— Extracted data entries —

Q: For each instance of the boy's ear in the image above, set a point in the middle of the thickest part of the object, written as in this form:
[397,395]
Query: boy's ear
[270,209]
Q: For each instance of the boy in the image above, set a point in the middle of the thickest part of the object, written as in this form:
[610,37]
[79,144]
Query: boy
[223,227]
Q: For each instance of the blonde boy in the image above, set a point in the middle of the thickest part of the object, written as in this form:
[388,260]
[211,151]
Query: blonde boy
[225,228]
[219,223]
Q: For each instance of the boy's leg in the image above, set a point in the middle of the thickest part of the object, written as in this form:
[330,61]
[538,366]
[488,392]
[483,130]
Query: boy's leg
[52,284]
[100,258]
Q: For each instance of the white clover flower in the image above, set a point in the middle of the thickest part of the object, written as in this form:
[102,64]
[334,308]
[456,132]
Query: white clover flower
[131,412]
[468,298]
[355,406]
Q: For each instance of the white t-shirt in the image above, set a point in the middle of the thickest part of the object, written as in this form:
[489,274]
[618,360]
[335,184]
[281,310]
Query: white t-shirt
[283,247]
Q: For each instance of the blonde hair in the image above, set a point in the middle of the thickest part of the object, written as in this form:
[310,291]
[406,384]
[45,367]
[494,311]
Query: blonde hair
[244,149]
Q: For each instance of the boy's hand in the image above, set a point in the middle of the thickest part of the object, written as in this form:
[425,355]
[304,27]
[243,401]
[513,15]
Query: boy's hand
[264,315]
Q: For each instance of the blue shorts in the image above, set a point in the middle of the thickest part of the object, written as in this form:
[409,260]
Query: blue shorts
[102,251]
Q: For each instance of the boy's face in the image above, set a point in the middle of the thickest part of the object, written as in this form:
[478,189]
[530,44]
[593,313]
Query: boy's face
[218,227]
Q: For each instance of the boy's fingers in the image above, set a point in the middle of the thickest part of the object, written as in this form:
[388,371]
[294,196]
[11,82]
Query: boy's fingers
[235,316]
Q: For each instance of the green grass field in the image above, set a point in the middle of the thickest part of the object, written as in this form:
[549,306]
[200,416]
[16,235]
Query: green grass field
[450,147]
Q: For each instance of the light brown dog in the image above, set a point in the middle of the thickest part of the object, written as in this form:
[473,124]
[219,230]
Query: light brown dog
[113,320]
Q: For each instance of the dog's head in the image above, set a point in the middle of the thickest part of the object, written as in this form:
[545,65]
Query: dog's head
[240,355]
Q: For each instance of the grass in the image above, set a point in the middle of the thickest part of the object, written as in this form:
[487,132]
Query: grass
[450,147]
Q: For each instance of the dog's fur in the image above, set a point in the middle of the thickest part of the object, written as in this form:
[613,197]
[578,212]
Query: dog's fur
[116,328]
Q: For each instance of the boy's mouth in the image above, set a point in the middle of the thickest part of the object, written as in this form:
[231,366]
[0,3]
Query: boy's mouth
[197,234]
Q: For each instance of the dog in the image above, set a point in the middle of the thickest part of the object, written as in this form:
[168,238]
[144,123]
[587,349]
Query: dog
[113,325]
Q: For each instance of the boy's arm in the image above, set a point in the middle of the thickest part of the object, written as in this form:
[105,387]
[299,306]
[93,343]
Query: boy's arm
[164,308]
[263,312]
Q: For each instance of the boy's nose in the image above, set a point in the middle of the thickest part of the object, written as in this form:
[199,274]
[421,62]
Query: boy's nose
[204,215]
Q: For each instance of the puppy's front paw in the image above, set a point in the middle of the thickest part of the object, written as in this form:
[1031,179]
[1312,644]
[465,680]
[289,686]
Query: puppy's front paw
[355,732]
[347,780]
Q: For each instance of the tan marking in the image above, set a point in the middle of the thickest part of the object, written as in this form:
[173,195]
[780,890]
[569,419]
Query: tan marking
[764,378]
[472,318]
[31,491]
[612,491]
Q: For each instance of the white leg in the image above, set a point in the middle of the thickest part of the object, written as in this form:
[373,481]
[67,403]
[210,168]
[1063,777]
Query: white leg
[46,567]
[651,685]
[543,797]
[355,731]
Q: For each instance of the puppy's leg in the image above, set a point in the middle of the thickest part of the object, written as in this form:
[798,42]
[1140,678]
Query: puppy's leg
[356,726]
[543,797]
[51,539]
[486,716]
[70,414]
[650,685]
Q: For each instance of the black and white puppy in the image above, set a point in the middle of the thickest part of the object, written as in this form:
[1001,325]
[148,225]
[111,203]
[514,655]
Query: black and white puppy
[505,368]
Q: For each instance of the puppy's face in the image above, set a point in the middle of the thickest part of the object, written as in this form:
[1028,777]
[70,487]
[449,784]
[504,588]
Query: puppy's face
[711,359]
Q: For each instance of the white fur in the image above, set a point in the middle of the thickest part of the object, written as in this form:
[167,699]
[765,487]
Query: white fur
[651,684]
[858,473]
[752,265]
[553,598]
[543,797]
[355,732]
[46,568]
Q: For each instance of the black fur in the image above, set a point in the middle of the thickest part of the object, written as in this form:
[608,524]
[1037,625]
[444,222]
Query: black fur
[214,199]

— What this task involves —
Extract, unchanged, the closing run of lines that opens with the line containing "Q: For each instance of the puppy's face" and ends with the last line.

— Final result —
Q: For each instance of the puppy's face in the image above, set a point in the middle of the thickest part of the object, written as in this form:
[1028,777]
[70,487]
[449,784]
[504,588]
Query: puppy's face
[711,359]
Q: For each instance of the white fur in the image above, set a point in the middle of the thickest part of the object, written as in this form:
[167,699]
[765,487]
Query: white fur
[651,684]
[858,473]
[752,265]
[553,598]
[543,797]
[355,732]
[46,568]
Q: For each instance of the black fur in the image above, set a point in the middle of the thickest part of the object, written as in this form:
[608,524]
[1037,625]
[444,222]
Query: black fur
[214,199]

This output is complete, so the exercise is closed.